**Short exercise:** Rescale the material from its start through the line holding "xmin=0 ymin=237 xmax=800 ymax=489", both ends included, and give every one of those lines again. Multiply each bounding-box coordinate by 1.8 and round it to a whole number with halves rounded up, and leave the pictures out.

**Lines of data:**
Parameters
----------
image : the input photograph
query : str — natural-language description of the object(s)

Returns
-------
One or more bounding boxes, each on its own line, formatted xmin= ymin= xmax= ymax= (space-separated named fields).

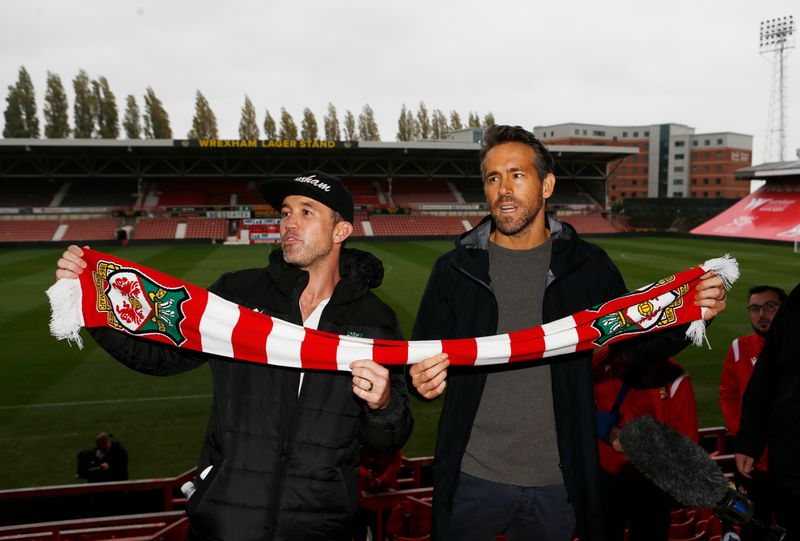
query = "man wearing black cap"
xmin=56 ymin=171 xmax=413 ymax=541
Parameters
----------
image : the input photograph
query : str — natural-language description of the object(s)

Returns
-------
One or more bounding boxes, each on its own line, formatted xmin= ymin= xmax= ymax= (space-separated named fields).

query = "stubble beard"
xmin=491 ymin=196 xmax=544 ymax=237
xmin=282 ymin=238 xmax=333 ymax=269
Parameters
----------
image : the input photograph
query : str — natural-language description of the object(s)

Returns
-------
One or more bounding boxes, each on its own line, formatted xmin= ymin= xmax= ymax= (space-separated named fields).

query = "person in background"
xmin=719 ymin=285 xmax=786 ymax=541
xmin=76 ymin=432 xmax=128 ymax=483
xmin=735 ymin=284 xmax=800 ymax=541
xmin=592 ymin=348 xmax=699 ymax=541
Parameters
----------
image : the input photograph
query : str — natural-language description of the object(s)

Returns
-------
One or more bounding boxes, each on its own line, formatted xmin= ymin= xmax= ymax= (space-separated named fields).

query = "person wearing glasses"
xmin=719 ymin=285 xmax=786 ymax=540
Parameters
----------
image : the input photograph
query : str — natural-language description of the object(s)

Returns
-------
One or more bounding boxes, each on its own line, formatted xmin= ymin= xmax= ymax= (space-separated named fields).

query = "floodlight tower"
xmin=758 ymin=15 xmax=794 ymax=161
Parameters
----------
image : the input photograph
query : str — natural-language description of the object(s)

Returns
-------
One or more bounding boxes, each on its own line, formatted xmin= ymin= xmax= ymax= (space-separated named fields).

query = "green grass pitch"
xmin=0 ymin=237 xmax=800 ymax=489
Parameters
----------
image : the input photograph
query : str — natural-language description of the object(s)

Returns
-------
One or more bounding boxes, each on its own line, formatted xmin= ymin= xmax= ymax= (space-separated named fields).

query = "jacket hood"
xmin=456 ymin=214 xmax=576 ymax=250
xmin=267 ymin=248 xmax=383 ymax=295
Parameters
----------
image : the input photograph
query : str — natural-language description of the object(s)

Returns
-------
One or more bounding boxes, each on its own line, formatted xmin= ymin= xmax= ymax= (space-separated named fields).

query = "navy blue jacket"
xmin=413 ymin=217 xmax=688 ymax=541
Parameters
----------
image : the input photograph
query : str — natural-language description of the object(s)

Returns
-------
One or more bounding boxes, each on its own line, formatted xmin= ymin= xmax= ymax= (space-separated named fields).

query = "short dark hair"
xmin=481 ymin=124 xmax=555 ymax=180
xmin=747 ymin=286 xmax=789 ymax=303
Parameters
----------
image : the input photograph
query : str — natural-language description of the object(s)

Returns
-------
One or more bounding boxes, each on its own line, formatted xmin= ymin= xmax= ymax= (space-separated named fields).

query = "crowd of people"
xmin=56 ymin=125 xmax=800 ymax=541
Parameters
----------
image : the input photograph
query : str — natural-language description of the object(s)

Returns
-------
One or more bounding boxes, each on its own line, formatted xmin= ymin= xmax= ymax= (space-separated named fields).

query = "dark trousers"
xmin=444 ymin=472 xmax=575 ymax=541
xmin=770 ymin=478 xmax=800 ymax=541
xmin=600 ymin=472 xmax=671 ymax=541
xmin=735 ymin=470 xmax=772 ymax=541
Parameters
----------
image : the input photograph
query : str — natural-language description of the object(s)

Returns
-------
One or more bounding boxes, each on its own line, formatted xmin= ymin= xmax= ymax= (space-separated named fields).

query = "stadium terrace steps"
xmin=369 ymin=215 xmax=476 ymax=237
xmin=0 ymin=220 xmax=61 ymax=242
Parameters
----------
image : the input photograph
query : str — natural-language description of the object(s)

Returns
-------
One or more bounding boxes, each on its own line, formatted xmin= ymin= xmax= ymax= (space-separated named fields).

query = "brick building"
xmin=533 ymin=123 xmax=753 ymax=204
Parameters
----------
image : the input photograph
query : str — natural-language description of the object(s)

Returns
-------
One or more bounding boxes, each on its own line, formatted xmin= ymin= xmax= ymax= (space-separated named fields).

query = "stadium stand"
xmin=58 ymin=179 xmax=137 ymax=207
xmin=382 ymin=179 xmax=458 ymax=207
xmin=369 ymin=215 xmax=476 ymax=237
xmin=557 ymin=214 xmax=619 ymax=234
xmin=61 ymin=217 xmax=121 ymax=241
xmin=133 ymin=218 xmax=178 ymax=240
xmin=184 ymin=217 xmax=228 ymax=240
xmin=0 ymin=181 xmax=63 ymax=207
xmin=453 ymin=179 xmax=486 ymax=203
xmin=345 ymin=179 xmax=386 ymax=209
xmin=0 ymin=220 xmax=61 ymax=242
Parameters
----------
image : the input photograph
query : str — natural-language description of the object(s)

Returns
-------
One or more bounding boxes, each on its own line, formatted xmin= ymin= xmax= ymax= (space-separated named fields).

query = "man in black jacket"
xmin=409 ymin=126 xmax=725 ymax=541
xmin=735 ymin=284 xmax=800 ymax=541
xmin=56 ymin=171 xmax=413 ymax=541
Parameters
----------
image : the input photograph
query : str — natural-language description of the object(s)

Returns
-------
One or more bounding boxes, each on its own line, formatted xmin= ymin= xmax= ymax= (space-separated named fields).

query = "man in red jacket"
xmin=719 ymin=286 xmax=786 ymax=539
xmin=592 ymin=348 xmax=698 ymax=541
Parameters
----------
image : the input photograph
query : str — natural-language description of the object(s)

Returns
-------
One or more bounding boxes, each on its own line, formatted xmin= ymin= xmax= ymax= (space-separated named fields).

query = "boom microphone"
xmin=619 ymin=416 xmax=786 ymax=541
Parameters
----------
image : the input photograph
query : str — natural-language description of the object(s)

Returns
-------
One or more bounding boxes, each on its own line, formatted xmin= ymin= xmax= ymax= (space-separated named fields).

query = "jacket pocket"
xmin=186 ymin=462 xmax=224 ymax=519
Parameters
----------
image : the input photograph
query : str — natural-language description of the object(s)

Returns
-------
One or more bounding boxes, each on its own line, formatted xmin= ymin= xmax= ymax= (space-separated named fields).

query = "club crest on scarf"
xmin=592 ymin=276 xmax=689 ymax=346
xmin=92 ymin=261 xmax=190 ymax=346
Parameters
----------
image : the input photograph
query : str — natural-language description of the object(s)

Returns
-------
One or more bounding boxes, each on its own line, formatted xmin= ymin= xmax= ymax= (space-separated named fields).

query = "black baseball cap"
xmin=259 ymin=171 xmax=354 ymax=223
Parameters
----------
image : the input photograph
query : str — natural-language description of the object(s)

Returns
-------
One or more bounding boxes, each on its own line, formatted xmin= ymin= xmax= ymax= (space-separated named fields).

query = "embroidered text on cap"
xmin=294 ymin=175 xmax=331 ymax=192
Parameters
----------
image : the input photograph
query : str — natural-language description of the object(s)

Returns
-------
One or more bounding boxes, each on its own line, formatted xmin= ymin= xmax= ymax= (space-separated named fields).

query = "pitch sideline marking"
xmin=0 ymin=394 xmax=212 ymax=410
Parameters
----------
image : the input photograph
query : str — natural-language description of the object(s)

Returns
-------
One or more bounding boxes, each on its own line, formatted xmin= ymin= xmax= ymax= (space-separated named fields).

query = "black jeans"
xmin=446 ymin=472 xmax=575 ymax=541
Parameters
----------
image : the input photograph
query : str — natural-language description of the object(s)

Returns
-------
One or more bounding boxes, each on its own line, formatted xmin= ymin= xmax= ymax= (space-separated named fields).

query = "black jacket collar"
xmin=267 ymin=248 xmax=383 ymax=305
xmin=453 ymin=215 xmax=587 ymax=284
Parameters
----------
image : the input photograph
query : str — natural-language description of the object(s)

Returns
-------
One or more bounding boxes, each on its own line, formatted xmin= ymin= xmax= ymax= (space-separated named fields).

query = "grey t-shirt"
xmin=461 ymin=239 xmax=564 ymax=487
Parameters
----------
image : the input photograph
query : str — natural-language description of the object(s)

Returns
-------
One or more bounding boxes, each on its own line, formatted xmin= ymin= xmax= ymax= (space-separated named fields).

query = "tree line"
xmin=3 ymin=66 xmax=494 ymax=141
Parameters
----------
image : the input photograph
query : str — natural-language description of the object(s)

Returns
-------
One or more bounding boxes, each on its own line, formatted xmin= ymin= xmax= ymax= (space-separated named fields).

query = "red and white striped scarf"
xmin=47 ymin=249 xmax=739 ymax=370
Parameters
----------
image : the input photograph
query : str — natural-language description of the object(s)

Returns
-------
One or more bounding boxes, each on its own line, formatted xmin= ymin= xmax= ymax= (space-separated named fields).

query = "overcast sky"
xmin=0 ymin=0 xmax=800 ymax=162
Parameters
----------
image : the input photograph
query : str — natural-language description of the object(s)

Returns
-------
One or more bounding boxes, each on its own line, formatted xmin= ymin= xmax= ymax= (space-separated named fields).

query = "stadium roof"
xmin=0 ymin=139 xmax=638 ymax=180
xmin=735 ymin=160 xmax=800 ymax=180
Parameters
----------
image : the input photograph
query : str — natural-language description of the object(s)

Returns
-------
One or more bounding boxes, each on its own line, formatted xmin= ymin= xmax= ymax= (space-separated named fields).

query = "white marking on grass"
xmin=0 ymin=394 xmax=211 ymax=410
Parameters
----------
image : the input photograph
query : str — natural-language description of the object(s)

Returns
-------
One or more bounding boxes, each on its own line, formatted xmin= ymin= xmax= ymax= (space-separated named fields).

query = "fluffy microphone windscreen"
xmin=619 ymin=416 xmax=728 ymax=508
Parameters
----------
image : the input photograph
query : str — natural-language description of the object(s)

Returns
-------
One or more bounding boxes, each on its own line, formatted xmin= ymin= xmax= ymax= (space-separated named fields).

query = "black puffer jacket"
xmin=412 ymin=217 xmax=688 ymax=541
xmin=736 ymin=284 xmax=800 ymax=494
xmin=92 ymin=250 xmax=413 ymax=541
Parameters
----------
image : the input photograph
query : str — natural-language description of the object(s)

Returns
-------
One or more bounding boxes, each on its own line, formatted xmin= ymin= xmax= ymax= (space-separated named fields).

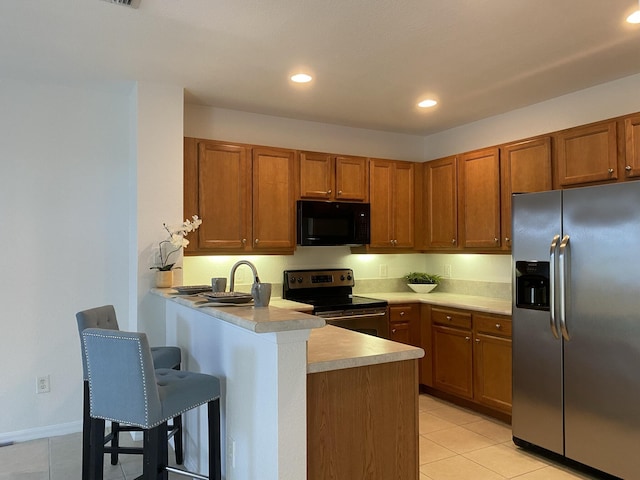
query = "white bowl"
xmin=407 ymin=283 xmax=438 ymax=293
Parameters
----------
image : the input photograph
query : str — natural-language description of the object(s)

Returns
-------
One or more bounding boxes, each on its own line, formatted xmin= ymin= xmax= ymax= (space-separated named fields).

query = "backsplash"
xmin=353 ymin=278 xmax=511 ymax=300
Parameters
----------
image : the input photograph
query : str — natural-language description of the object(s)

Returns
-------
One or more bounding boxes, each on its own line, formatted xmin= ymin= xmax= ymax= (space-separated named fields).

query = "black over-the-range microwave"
xmin=296 ymin=200 xmax=371 ymax=246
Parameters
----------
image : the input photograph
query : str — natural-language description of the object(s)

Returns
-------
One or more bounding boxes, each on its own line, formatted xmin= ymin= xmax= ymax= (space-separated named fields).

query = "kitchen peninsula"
xmin=153 ymin=289 xmax=424 ymax=480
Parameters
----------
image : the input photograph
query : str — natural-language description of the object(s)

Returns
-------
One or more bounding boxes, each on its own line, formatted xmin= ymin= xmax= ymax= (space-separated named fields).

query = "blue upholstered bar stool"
xmin=76 ymin=305 xmax=184 ymax=480
xmin=82 ymin=328 xmax=221 ymax=480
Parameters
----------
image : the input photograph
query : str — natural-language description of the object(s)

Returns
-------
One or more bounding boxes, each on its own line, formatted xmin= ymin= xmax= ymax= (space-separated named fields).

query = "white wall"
xmin=423 ymin=74 xmax=640 ymax=160
xmin=0 ymin=80 xmax=131 ymax=442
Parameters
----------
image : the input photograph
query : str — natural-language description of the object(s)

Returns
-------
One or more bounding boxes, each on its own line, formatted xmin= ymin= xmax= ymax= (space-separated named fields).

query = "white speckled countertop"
xmin=151 ymin=288 xmax=325 ymax=333
xmin=307 ymin=325 xmax=424 ymax=373
xmin=364 ymin=292 xmax=511 ymax=315
xmin=151 ymin=288 xmax=511 ymax=373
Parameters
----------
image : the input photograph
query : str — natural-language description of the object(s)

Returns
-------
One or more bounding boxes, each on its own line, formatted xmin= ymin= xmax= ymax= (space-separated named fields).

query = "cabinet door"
xmin=252 ymin=148 xmax=297 ymax=251
xmin=423 ymin=157 xmax=458 ymax=249
xmin=432 ymin=325 xmax=473 ymax=399
xmin=335 ymin=156 xmax=369 ymax=202
xmin=624 ymin=115 xmax=640 ymax=178
xmin=393 ymin=162 xmax=415 ymax=248
xmin=369 ymin=159 xmax=394 ymax=247
xmin=556 ymin=121 xmax=618 ymax=187
xmin=473 ymin=333 xmax=511 ymax=413
xmin=458 ymin=148 xmax=501 ymax=250
xmin=500 ymin=137 xmax=553 ymax=249
xmin=300 ymin=152 xmax=334 ymax=200
xmin=389 ymin=303 xmax=420 ymax=347
xmin=184 ymin=138 xmax=251 ymax=254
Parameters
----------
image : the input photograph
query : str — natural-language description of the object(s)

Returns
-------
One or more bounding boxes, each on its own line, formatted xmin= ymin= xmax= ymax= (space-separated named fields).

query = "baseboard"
xmin=0 ymin=421 xmax=82 ymax=444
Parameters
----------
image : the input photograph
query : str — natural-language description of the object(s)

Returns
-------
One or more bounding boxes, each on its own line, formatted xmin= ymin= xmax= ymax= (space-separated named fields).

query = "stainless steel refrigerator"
xmin=512 ymin=182 xmax=640 ymax=479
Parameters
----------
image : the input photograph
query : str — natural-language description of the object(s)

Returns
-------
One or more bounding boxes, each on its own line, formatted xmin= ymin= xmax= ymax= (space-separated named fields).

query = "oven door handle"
xmin=318 ymin=312 xmax=387 ymax=320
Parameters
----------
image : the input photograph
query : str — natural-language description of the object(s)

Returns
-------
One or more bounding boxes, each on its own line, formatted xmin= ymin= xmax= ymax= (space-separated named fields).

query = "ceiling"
xmin=0 ymin=0 xmax=640 ymax=135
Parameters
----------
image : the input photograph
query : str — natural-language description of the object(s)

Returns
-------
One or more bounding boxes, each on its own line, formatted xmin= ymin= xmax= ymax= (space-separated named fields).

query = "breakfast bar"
xmin=152 ymin=289 xmax=424 ymax=480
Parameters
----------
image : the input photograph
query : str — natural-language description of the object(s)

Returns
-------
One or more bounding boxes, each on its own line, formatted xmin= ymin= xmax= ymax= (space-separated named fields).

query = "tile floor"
xmin=0 ymin=395 xmax=598 ymax=480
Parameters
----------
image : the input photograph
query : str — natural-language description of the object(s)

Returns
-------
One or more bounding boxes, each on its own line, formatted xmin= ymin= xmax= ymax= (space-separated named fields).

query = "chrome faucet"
xmin=229 ymin=260 xmax=260 ymax=292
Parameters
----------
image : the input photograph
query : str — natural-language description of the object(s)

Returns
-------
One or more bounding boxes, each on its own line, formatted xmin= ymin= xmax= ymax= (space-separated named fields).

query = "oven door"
xmin=315 ymin=307 xmax=389 ymax=339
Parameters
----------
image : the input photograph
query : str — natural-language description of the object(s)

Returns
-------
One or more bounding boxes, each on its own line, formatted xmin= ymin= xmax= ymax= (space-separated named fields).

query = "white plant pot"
xmin=407 ymin=283 xmax=438 ymax=293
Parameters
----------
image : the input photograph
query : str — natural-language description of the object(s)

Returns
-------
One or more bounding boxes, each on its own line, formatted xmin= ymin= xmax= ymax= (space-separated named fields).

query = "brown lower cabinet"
xmin=307 ymin=360 xmax=419 ymax=480
xmin=421 ymin=306 xmax=512 ymax=418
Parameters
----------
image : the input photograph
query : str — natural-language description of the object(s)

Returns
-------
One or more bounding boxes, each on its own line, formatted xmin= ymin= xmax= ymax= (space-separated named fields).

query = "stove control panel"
xmin=284 ymin=268 xmax=355 ymax=290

**Full answer:**
Parameters
----------
image : the input photograph
query : str — natural-language description of the object(s)

Returns
-------
One or more bounding boxes, each on its own line, formatted xmin= ymin= xmax= ymax= (space-separated named fields).

query = "man wearing black cap"
xmin=101 ymin=308 xmax=743 ymax=974
Parameters
----------
image : the input photograph
query : str — natural-language description of the object(s)

Returns
-------
One or more bounding boxes, each on its own line, formatted xmin= ymin= xmax= ymax= (space-separated named fields).

query = "stubble beard"
xmin=884 ymin=353 xmax=979 ymax=427
xmin=508 ymin=428 xmax=599 ymax=484
Parameters
----------
image : the input photograph
query : str — natural-language description of the object(s)

Returns
-------
One or more bounding boxes, each on its own line, formatted xmin= ymin= xmax= ymax= (space-separated named fields).

query = "person in background"
xmin=1294 ymin=513 xmax=1415 ymax=974
xmin=137 ymin=778 xmax=230 ymax=869
xmin=1323 ymin=511 xmax=1440 ymax=974
xmin=1066 ymin=626 xmax=1258 ymax=974
Parameters
----------
image : the input photograph
query : str — natural-language description of the object(s)

Returns
-------
One or more bounding boxes, each on its own line, formatted xmin= ymin= xmax= ymax= (space-separated named fields).

query = "person wearing glasses"
xmin=1294 ymin=513 xmax=1415 ymax=972
Parameters
----------
image : the input photograph
query : str — natural-language description of the object(s)

Returns
-------
One or more bounding boxes, each on its own line, formatted xmin= ymin= xmax= ymax= (space-separated named fields).

query = "floodlight tower"
xmin=1364 ymin=27 xmax=1429 ymax=290
Parameters
----------
image : the input photograph
query : str — natural-language description of the object(s)

Returns
-------
One or more bounding boxes, each on its own line, formatted xmin= ymin= xmax= ymax= (space-separated named fields).

query = "green grass pitch"
xmin=0 ymin=427 xmax=1440 ymax=880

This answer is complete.